▸ The request
Tally the lines of the listing below that contain the string "reflection", treating uppercase and lowercase as distinct, and reply with the count alone.

□ □ □ □ □

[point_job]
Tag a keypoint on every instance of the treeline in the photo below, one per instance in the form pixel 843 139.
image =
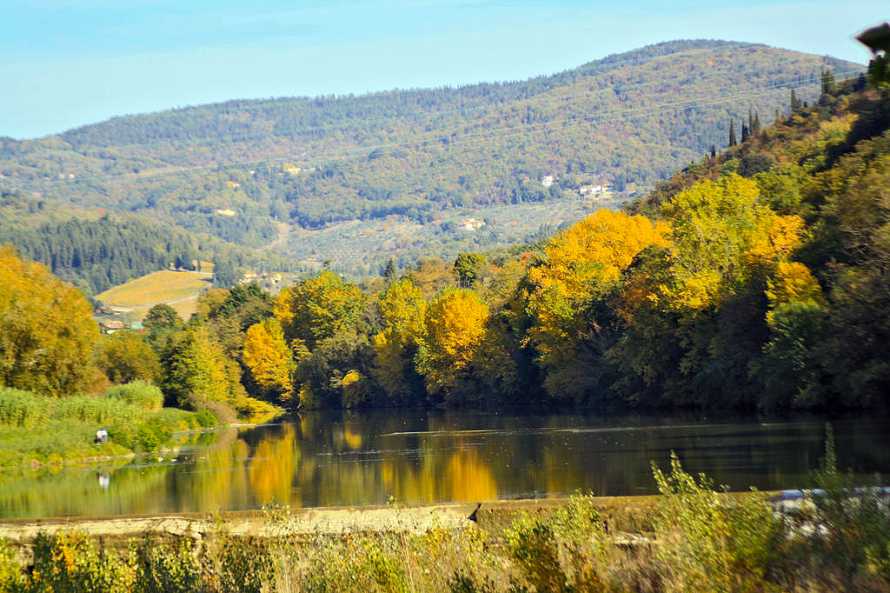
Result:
pixel 414 155
pixel 98 254
pixel 50 347
pixel 753 279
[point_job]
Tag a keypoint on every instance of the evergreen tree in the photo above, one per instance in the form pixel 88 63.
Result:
pixel 828 83
pixel 224 273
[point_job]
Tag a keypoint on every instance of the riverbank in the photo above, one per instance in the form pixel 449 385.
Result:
pixel 38 432
pixel 689 538
pixel 628 512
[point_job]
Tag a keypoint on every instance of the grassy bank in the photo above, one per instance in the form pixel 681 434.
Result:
pixel 37 430
pixel 691 538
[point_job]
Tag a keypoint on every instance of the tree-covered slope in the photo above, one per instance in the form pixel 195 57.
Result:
pixel 245 171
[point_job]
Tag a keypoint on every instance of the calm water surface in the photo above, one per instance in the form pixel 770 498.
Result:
pixel 421 457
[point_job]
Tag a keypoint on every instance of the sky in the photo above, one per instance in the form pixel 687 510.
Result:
pixel 65 63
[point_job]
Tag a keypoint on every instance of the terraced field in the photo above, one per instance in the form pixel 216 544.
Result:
pixel 180 290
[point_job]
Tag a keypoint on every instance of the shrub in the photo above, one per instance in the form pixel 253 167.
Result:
pixel 847 528
pixel 245 565
pixel 561 552
pixel 22 408
pixel 73 563
pixel 710 541
pixel 138 393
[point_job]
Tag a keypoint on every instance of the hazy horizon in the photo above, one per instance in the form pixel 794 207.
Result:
pixel 97 60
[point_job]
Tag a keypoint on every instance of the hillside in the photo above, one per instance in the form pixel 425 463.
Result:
pixel 180 290
pixel 286 175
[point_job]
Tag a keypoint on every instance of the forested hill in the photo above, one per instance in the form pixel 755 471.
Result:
pixel 268 173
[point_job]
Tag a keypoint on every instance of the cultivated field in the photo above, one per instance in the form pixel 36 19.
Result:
pixel 180 290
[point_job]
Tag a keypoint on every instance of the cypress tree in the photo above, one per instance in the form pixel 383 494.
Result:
pixel 795 102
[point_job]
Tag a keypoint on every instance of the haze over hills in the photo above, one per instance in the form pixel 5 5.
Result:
pixel 354 180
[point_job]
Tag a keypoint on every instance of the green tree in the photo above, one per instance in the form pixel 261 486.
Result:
pixel 195 371
pixel 455 330
pixel 403 314
pixel 319 307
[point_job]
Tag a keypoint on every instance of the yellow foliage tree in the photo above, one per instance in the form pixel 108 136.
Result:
pixel 579 266
pixel 318 307
pixel 402 310
pixel 721 234
pixel 455 329
pixel 268 358
pixel 126 356
pixel 47 334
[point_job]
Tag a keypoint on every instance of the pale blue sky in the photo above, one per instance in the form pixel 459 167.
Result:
pixel 65 63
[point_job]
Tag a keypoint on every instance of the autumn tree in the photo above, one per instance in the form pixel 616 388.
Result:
pixel 402 311
pixel 268 358
pixel 567 291
pixel 47 334
pixel 126 356
pixel 195 371
pixel 455 329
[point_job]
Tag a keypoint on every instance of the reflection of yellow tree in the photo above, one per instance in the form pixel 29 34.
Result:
pixel 219 479
pixel 468 477
pixel 273 467
pixel 353 439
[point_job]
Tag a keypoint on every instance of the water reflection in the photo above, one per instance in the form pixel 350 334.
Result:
pixel 418 457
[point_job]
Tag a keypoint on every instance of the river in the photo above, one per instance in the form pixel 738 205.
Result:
pixel 414 457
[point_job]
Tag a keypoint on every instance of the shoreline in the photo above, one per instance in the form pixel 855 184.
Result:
pixel 331 521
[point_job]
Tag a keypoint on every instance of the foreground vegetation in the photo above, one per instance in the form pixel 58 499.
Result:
pixel 238 171
pixel 36 430
pixel 61 381
pixel 736 284
pixel 693 538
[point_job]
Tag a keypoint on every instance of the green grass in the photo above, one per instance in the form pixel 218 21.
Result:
pixel 37 430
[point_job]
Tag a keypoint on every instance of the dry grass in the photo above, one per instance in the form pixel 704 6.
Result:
pixel 180 290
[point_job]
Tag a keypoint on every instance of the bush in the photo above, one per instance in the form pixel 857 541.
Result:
pixel 167 567
pixel 22 408
pixel 562 552
pixel 10 569
pixel 712 541
pixel 138 393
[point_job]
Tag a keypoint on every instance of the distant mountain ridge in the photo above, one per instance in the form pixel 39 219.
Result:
pixel 354 180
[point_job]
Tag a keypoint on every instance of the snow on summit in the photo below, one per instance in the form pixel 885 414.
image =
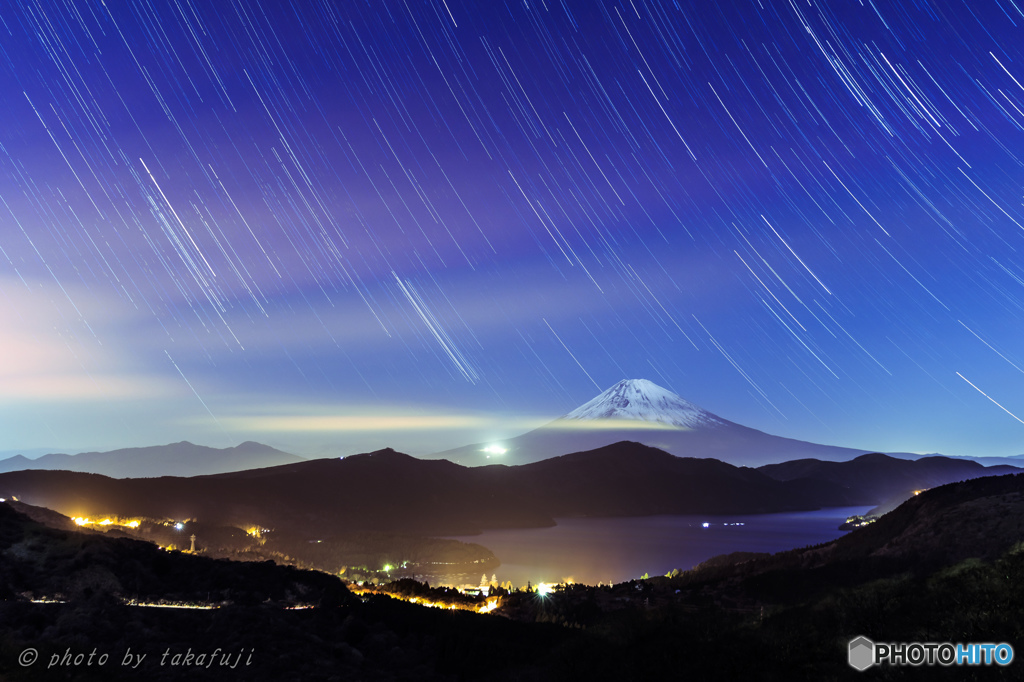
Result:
pixel 642 400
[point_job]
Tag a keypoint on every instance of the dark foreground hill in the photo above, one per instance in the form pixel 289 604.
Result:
pixel 945 566
pixel 390 492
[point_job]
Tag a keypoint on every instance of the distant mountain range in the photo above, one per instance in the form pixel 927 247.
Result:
pixel 391 492
pixel 881 477
pixel 640 411
pixel 178 459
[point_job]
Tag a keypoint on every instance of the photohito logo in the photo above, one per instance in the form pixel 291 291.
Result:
pixel 863 653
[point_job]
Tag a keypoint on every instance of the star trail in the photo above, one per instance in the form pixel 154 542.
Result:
pixel 298 221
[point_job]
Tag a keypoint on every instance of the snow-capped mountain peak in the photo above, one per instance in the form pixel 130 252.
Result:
pixel 642 400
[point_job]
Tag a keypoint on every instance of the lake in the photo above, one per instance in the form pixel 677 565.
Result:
pixel 614 550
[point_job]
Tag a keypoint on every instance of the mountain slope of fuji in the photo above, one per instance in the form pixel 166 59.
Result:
pixel 640 411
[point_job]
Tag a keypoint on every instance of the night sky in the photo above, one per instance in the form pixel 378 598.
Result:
pixel 335 226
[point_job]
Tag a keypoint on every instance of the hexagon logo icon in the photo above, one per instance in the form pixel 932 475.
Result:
pixel 861 653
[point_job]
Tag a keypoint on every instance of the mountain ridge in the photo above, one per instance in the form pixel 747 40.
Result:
pixel 664 420
pixel 176 459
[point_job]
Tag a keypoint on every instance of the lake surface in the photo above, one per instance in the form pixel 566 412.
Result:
pixel 614 550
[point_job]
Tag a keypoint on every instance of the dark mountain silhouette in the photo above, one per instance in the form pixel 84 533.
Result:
pixel 177 459
pixel 640 411
pixel 880 477
pixel 391 492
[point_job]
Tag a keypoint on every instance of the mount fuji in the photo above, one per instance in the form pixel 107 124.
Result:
pixel 643 412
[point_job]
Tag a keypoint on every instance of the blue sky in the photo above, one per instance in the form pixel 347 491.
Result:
pixel 339 226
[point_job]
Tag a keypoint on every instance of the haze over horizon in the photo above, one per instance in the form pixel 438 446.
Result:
pixel 337 227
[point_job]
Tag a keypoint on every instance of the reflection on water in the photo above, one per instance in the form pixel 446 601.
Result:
pixel 613 550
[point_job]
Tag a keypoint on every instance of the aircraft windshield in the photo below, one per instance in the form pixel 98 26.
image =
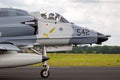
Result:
pixel 54 16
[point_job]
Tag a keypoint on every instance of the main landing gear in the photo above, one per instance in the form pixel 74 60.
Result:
pixel 45 70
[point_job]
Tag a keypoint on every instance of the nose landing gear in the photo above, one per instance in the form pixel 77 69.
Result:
pixel 45 71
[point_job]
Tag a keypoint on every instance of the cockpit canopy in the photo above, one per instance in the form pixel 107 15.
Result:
pixel 10 12
pixel 54 17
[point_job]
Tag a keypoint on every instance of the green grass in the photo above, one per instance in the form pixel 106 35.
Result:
pixel 83 60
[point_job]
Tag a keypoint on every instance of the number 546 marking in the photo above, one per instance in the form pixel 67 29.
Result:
pixel 82 32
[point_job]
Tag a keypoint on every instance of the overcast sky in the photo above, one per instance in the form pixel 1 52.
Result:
pixel 100 15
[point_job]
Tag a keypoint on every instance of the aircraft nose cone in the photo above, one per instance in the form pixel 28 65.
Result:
pixel 44 58
pixel 102 38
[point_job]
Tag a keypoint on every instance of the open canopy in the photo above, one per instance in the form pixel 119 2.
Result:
pixel 54 16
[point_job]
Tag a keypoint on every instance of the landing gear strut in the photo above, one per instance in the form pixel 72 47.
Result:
pixel 45 71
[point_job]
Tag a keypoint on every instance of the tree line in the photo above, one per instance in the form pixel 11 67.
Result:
pixel 96 49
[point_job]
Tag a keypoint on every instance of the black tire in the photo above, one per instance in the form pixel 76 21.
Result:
pixel 44 73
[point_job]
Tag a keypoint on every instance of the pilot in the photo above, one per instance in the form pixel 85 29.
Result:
pixel 44 15
pixel 51 16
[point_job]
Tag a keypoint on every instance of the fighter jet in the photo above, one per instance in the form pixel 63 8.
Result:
pixel 21 29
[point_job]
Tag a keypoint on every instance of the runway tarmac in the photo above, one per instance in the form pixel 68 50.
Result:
pixel 62 73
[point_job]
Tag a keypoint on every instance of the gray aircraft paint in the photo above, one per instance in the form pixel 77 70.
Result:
pixel 19 29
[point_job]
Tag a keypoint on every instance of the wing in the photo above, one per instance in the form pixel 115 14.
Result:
pixel 9 47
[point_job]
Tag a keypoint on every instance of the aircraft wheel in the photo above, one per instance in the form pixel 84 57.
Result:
pixel 45 73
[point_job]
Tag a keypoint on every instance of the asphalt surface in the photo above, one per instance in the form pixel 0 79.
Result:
pixel 62 73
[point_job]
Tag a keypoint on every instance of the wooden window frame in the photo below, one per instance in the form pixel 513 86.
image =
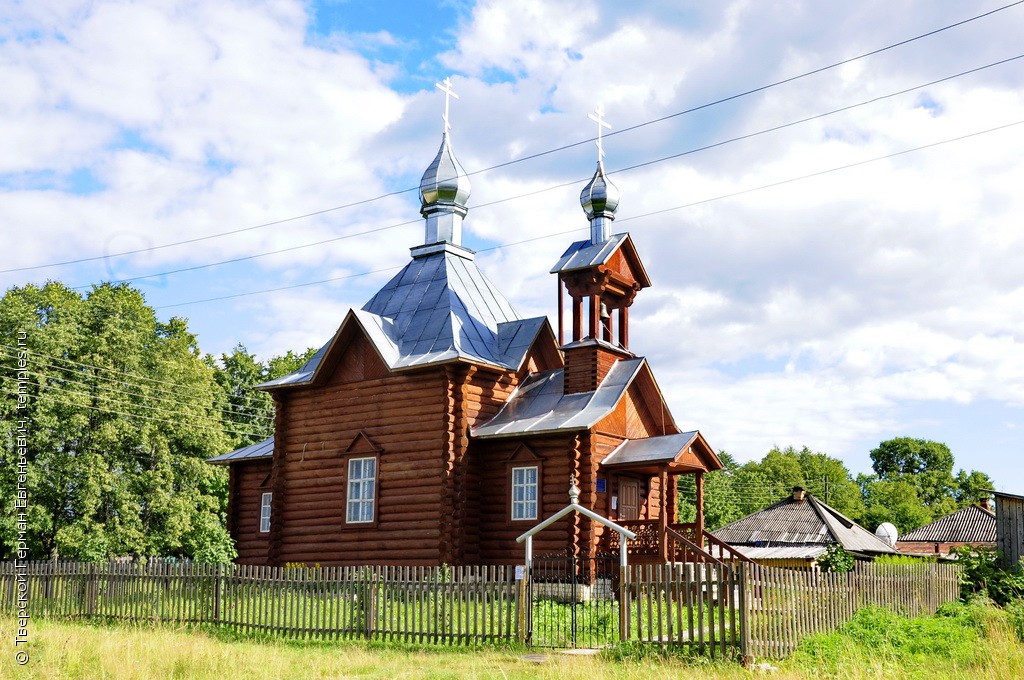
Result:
pixel 265 503
pixel 536 466
pixel 361 456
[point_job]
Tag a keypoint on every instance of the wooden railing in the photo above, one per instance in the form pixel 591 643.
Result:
pixel 678 543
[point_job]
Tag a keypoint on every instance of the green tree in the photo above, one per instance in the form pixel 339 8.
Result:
pixel 122 413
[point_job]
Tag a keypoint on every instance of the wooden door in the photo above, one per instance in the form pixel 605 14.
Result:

□ □ □ □ □

▸ Finished task
3